Put every line of the listing below, from the line that contains "of the grass" through the end of the listing, into a JSON list of strings with one string per line, skipping blank lines. Leave the pictures out.

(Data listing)
..........

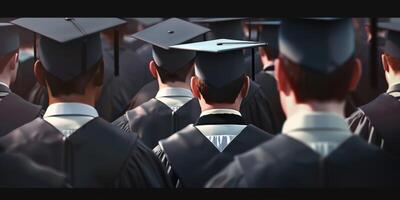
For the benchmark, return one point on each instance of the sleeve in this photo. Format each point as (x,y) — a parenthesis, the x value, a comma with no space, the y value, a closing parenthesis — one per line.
(123,123)
(231,176)
(164,160)
(360,125)
(143,170)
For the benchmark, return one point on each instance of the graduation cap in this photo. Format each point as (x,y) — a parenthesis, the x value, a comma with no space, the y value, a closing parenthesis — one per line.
(9,38)
(220,61)
(166,34)
(319,44)
(268,32)
(68,46)
(392,43)
(224,27)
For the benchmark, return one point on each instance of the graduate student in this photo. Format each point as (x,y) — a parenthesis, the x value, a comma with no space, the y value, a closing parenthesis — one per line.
(174,106)
(195,153)
(71,137)
(378,121)
(315,70)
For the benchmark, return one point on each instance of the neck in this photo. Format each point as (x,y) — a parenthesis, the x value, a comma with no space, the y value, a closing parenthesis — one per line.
(72,99)
(185,85)
(393,79)
(315,106)
(204,106)
(5,79)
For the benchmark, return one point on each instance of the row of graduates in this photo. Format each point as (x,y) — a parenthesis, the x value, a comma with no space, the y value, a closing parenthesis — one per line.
(194,123)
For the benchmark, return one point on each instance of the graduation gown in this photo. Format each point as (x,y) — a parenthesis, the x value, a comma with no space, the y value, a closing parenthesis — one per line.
(284,162)
(193,159)
(267,82)
(118,91)
(256,107)
(19,171)
(378,121)
(96,155)
(154,120)
(15,111)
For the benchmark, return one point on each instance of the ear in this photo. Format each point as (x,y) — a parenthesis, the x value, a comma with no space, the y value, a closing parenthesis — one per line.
(245,88)
(153,68)
(39,73)
(385,62)
(281,78)
(15,61)
(195,87)
(356,75)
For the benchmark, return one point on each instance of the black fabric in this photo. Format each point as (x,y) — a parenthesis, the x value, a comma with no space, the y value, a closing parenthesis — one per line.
(220,119)
(378,122)
(154,120)
(18,171)
(96,155)
(284,162)
(15,112)
(194,159)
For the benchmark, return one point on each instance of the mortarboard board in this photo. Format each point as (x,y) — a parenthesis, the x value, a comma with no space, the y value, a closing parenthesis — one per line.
(319,44)
(224,27)
(220,61)
(268,32)
(392,42)
(9,38)
(166,34)
(68,46)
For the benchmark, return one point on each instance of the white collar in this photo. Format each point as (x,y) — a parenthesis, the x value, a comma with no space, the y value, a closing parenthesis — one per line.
(220,111)
(321,131)
(71,109)
(174,92)
(1,83)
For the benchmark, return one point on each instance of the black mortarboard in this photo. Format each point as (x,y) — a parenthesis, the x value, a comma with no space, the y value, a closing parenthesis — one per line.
(320,44)
(224,27)
(68,46)
(9,38)
(166,34)
(392,42)
(268,32)
(220,61)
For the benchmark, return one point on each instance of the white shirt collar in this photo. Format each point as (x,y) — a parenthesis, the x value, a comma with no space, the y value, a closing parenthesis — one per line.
(174,92)
(70,109)
(220,111)
(321,131)
(4,84)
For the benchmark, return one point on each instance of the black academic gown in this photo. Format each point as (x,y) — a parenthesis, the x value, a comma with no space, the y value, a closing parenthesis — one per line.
(118,91)
(267,82)
(378,122)
(154,120)
(96,155)
(193,159)
(256,107)
(15,111)
(284,162)
(18,171)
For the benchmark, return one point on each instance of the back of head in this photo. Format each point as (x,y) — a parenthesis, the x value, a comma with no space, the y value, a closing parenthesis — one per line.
(318,57)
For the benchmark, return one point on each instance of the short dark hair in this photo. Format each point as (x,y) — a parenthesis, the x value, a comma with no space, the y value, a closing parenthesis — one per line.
(76,85)
(226,94)
(179,75)
(5,59)
(394,62)
(311,85)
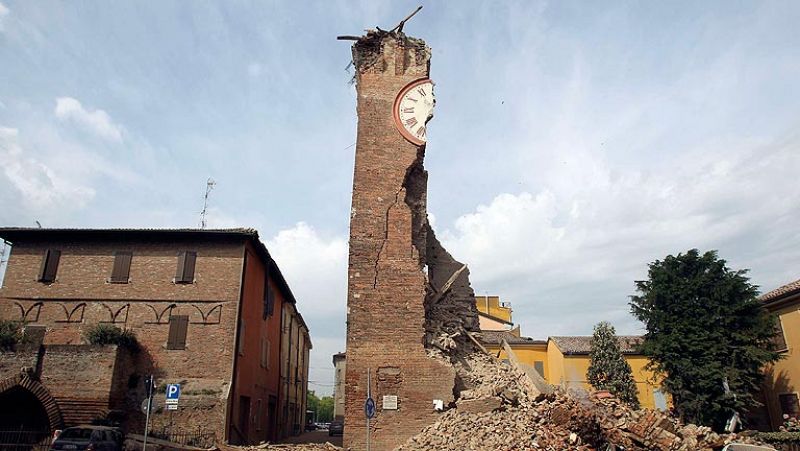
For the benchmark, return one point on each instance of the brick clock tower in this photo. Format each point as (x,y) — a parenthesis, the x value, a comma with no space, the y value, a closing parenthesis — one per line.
(389,235)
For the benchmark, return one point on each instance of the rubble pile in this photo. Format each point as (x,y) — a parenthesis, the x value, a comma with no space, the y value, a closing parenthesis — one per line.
(495,412)
(275,447)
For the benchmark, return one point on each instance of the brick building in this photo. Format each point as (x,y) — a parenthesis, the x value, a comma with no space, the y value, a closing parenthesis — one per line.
(403,287)
(206,306)
(295,346)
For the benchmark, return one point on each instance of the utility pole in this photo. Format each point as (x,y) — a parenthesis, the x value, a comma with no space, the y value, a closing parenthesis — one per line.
(149,408)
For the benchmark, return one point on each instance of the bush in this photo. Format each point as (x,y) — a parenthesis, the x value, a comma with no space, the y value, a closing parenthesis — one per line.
(106,334)
(778,438)
(10,334)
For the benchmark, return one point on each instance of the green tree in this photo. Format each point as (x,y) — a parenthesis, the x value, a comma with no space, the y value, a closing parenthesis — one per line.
(707,334)
(608,369)
(107,334)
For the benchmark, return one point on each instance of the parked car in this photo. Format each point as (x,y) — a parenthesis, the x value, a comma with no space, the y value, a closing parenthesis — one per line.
(89,438)
(336,428)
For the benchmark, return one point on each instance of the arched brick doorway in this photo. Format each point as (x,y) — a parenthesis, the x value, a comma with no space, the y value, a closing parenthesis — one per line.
(26,404)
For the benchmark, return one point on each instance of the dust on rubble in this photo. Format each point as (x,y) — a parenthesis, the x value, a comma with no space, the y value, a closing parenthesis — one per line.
(286,447)
(495,411)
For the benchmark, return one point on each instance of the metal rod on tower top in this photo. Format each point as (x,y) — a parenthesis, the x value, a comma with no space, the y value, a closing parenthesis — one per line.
(403,22)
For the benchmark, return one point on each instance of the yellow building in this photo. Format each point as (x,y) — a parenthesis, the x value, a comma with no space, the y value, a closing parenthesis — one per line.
(783,378)
(561,361)
(493,314)
(568,362)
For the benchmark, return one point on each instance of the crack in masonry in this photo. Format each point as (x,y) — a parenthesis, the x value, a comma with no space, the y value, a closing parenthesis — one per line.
(385,235)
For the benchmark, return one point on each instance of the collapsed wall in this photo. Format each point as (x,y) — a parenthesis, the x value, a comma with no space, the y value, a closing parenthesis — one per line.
(388,259)
(412,324)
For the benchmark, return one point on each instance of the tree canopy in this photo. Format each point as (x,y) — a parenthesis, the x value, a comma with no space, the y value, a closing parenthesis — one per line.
(608,369)
(707,334)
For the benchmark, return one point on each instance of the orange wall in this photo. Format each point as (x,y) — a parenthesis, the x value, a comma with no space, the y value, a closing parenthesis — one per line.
(253,380)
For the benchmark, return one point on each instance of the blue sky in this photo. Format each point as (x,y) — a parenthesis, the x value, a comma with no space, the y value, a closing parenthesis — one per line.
(572,143)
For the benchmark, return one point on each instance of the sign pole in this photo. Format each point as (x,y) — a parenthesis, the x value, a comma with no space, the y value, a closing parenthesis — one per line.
(369,396)
(149,408)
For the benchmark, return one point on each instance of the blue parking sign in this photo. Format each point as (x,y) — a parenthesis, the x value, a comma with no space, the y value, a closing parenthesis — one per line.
(369,408)
(173,392)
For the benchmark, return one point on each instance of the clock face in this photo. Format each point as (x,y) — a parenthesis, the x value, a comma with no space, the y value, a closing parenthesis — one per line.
(413,108)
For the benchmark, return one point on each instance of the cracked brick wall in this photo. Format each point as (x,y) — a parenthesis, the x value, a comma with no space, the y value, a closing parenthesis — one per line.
(392,247)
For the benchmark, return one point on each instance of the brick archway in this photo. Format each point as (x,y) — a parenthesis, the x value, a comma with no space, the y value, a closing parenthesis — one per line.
(23,380)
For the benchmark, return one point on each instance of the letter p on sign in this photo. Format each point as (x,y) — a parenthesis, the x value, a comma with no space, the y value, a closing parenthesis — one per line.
(173,392)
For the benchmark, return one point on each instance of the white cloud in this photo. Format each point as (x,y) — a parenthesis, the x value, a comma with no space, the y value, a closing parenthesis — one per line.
(39,185)
(316,269)
(3,14)
(576,248)
(97,121)
(254,69)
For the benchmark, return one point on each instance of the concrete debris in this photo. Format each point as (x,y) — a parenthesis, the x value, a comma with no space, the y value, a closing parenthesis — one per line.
(559,422)
(288,447)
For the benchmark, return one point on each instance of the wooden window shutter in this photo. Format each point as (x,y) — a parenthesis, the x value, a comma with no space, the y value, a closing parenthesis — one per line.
(122,267)
(178,327)
(49,265)
(269,299)
(186,263)
(240,344)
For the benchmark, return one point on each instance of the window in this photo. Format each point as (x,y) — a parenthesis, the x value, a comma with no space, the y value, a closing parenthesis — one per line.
(780,338)
(257,416)
(122,267)
(178,326)
(240,344)
(538,365)
(789,404)
(185,272)
(265,349)
(269,299)
(49,268)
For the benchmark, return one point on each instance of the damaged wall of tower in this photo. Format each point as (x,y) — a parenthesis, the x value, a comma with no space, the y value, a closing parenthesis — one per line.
(388,251)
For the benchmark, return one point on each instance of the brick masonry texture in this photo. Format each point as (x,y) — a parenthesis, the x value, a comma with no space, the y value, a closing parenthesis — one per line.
(89,381)
(81,297)
(386,286)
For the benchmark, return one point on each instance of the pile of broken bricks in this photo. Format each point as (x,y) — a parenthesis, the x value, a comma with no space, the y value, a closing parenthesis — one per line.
(498,409)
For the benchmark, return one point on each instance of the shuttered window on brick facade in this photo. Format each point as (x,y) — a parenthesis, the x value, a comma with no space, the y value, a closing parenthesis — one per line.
(185,271)
(178,326)
(122,267)
(47,273)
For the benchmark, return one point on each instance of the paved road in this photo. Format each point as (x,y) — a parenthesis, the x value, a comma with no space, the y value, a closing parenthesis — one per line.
(315,437)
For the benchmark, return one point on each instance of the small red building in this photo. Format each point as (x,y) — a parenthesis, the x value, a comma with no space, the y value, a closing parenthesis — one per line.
(206,307)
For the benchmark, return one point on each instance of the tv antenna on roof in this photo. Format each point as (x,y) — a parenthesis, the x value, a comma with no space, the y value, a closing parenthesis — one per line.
(210,184)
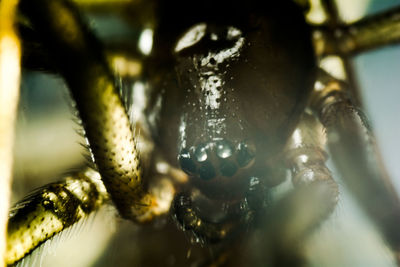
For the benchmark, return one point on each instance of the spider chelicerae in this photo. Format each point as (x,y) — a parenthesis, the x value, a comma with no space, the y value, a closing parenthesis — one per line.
(234,112)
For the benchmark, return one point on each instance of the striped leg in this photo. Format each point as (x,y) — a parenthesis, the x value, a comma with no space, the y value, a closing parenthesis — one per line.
(278,242)
(52,209)
(356,155)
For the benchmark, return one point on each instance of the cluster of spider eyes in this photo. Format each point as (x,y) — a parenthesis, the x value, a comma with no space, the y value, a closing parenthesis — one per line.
(217,158)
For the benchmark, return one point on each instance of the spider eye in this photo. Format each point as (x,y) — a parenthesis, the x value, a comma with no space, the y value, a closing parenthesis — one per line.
(246,153)
(224,149)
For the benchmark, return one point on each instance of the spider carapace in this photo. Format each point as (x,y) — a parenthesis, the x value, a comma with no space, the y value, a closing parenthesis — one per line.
(234,100)
(243,73)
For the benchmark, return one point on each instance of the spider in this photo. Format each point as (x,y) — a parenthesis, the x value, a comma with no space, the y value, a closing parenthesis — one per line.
(235,100)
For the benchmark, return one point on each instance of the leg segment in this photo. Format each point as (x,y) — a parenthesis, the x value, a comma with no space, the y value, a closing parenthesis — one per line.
(357,157)
(298,214)
(78,56)
(369,33)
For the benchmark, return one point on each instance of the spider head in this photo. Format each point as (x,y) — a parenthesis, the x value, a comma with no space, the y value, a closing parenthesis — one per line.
(216,158)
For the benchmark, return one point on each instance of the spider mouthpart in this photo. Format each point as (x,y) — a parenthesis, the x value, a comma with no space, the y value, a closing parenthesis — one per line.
(216,158)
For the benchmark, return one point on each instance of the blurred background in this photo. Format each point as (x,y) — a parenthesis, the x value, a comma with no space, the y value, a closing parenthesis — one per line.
(47,146)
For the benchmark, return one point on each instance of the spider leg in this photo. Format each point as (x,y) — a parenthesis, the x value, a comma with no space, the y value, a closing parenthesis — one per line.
(355,153)
(368,33)
(283,229)
(78,56)
(50,210)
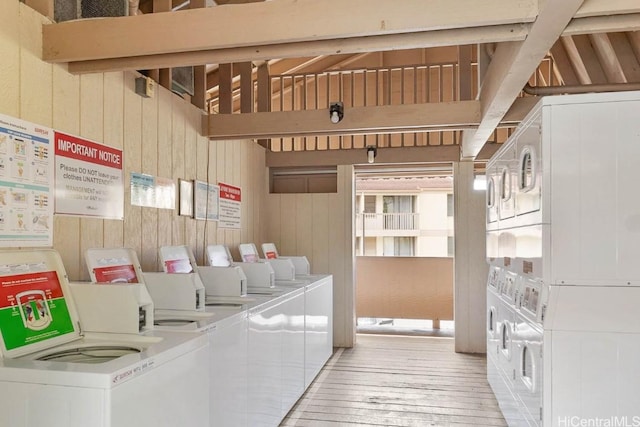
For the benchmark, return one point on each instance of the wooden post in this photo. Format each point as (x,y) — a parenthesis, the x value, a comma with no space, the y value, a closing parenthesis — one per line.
(162,76)
(199,98)
(264,95)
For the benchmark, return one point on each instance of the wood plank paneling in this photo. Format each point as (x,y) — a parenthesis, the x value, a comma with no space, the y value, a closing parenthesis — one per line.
(160,136)
(177,163)
(35,98)
(91,127)
(114,137)
(404,287)
(132,163)
(202,174)
(165,112)
(470,267)
(190,152)
(288,221)
(399,381)
(319,255)
(10,54)
(66,117)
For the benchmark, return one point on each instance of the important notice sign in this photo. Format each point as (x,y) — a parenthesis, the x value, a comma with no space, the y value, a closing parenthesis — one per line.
(230,206)
(88,178)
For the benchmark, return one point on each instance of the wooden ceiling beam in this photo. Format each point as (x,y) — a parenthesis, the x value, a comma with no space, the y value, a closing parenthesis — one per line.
(270,23)
(590,59)
(511,66)
(603,24)
(576,60)
(351,45)
(357,120)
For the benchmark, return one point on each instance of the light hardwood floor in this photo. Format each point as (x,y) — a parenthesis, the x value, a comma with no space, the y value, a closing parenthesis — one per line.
(399,381)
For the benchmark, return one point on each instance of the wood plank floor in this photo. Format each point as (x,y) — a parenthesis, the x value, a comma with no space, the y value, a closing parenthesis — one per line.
(399,381)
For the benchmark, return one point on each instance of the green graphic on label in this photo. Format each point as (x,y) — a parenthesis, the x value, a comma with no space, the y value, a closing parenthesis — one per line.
(33,320)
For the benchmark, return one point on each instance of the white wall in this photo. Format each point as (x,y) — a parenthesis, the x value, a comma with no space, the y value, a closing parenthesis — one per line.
(432,206)
(159,136)
(320,226)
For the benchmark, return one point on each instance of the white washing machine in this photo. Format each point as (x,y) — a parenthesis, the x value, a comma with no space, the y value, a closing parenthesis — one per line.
(54,373)
(575,236)
(528,350)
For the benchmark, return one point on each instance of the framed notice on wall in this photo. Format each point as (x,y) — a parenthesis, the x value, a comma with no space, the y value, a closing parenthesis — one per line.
(26,183)
(230,206)
(185,206)
(89,179)
(206,203)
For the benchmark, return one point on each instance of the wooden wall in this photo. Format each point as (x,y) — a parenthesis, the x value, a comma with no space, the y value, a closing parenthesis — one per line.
(471,268)
(320,226)
(159,136)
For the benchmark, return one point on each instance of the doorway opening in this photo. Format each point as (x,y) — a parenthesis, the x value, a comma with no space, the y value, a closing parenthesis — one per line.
(404,250)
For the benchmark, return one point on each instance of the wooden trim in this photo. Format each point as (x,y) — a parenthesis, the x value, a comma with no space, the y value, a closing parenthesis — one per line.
(270,23)
(246,86)
(199,71)
(426,154)
(439,38)
(511,67)
(225,102)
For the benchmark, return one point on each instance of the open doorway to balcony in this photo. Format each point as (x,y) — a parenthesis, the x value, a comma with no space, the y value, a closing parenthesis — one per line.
(404,250)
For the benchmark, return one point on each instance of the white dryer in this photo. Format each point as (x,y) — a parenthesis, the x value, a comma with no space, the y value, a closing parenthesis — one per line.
(528,350)
(54,373)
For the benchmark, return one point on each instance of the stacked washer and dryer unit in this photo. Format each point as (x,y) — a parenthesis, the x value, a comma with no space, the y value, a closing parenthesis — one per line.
(563,242)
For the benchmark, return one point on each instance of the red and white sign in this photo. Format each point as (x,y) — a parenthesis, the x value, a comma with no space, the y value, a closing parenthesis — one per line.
(89,179)
(116,274)
(230,214)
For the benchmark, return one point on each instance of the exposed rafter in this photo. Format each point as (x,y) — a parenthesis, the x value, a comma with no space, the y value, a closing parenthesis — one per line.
(511,67)
(270,23)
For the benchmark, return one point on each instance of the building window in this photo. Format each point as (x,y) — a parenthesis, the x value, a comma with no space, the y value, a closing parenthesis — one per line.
(369,204)
(450,246)
(398,246)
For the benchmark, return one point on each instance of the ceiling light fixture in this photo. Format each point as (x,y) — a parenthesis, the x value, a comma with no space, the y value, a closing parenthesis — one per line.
(372,152)
(336,112)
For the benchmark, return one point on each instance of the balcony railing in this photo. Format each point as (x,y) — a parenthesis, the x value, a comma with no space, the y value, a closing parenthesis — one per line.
(375,222)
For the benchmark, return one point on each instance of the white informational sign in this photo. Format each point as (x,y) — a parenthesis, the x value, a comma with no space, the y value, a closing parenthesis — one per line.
(89,178)
(152,191)
(230,206)
(206,201)
(26,176)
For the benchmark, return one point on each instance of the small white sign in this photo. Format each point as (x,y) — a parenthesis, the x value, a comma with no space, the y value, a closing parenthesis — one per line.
(230,206)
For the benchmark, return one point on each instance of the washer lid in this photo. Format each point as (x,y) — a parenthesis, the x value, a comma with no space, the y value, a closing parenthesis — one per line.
(37,311)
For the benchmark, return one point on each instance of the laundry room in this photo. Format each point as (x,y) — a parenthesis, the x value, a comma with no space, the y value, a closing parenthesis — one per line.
(184,242)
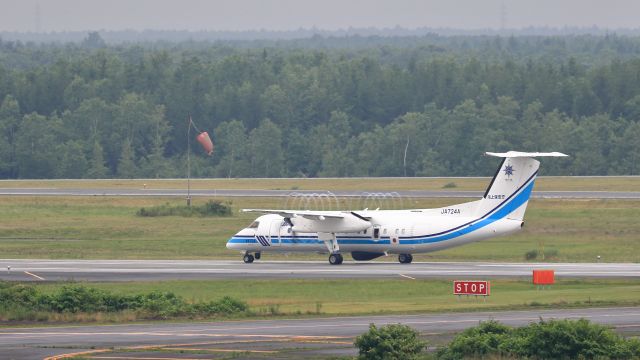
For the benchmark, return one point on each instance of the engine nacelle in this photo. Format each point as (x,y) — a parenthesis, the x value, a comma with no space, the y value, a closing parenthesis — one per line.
(365,255)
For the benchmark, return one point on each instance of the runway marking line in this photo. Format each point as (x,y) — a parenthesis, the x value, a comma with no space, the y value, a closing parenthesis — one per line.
(407,276)
(141,358)
(34,275)
(80,353)
(185,346)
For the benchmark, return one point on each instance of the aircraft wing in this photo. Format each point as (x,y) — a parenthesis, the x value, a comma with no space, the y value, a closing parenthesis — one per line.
(512,154)
(307,214)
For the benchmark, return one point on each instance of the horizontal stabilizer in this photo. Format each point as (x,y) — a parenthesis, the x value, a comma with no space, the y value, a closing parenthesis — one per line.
(515,154)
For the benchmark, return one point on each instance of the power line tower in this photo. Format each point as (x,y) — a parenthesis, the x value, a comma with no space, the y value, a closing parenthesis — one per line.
(503,16)
(38,18)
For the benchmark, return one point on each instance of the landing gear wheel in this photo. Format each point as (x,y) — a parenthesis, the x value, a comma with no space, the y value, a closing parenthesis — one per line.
(335,259)
(405,258)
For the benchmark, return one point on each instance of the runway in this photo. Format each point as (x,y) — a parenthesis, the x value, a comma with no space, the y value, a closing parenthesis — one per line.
(157,270)
(288,338)
(281,193)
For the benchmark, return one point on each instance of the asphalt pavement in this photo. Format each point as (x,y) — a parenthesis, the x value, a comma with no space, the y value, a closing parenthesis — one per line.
(262,338)
(158,270)
(283,193)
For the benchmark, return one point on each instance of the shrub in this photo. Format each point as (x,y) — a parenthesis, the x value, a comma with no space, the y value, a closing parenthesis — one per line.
(210,208)
(450,185)
(478,341)
(25,302)
(531,254)
(389,342)
(555,339)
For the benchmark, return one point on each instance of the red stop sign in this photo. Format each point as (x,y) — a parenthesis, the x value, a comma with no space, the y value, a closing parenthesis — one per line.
(464,287)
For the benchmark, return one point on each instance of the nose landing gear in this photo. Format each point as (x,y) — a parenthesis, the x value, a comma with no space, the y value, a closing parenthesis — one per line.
(335,259)
(248,258)
(405,258)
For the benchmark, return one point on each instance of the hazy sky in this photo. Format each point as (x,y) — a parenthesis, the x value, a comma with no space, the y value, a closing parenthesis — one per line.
(60,15)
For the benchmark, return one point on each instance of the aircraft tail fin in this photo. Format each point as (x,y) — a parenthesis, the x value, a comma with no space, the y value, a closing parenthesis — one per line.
(509,191)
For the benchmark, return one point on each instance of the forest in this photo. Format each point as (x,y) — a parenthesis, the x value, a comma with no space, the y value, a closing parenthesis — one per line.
(323,106)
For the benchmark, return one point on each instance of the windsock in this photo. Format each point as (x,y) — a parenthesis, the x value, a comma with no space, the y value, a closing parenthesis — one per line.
(204,140)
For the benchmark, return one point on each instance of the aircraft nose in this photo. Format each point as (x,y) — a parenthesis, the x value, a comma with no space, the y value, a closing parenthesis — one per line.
(233,242)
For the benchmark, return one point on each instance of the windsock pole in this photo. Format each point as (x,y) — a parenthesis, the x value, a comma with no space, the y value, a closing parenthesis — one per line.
(189,162)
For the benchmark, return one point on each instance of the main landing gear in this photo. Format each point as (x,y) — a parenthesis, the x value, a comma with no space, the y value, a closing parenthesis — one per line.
(335,259)
(248,258)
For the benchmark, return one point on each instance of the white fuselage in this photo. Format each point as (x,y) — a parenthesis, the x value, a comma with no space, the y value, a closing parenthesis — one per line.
(393,231)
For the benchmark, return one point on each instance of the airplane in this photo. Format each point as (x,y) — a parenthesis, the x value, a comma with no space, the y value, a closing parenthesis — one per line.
(369,234)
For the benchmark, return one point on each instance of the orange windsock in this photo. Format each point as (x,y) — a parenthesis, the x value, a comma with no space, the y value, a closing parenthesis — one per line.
(204,140)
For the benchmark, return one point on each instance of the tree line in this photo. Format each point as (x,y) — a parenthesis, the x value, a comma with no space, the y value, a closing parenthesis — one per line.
(427,106)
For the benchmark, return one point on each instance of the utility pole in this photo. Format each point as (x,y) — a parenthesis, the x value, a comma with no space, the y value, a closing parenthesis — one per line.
(189,162)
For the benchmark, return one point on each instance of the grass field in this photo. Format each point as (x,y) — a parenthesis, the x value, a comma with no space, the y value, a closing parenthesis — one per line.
(358,297)
(553,183)
(107,228)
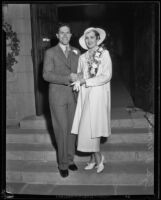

..........

**ANSWER BELOW:**
[
  "For the benchmark, return one point on each instance of the grass field in this photo. Format each point as (x,y) — a parenthesis, the x value, a comma with no space, the y value, a closing parenthesis — one per line.",
  "(358,297)",
  "(553,183)",
  "(107,228)"
]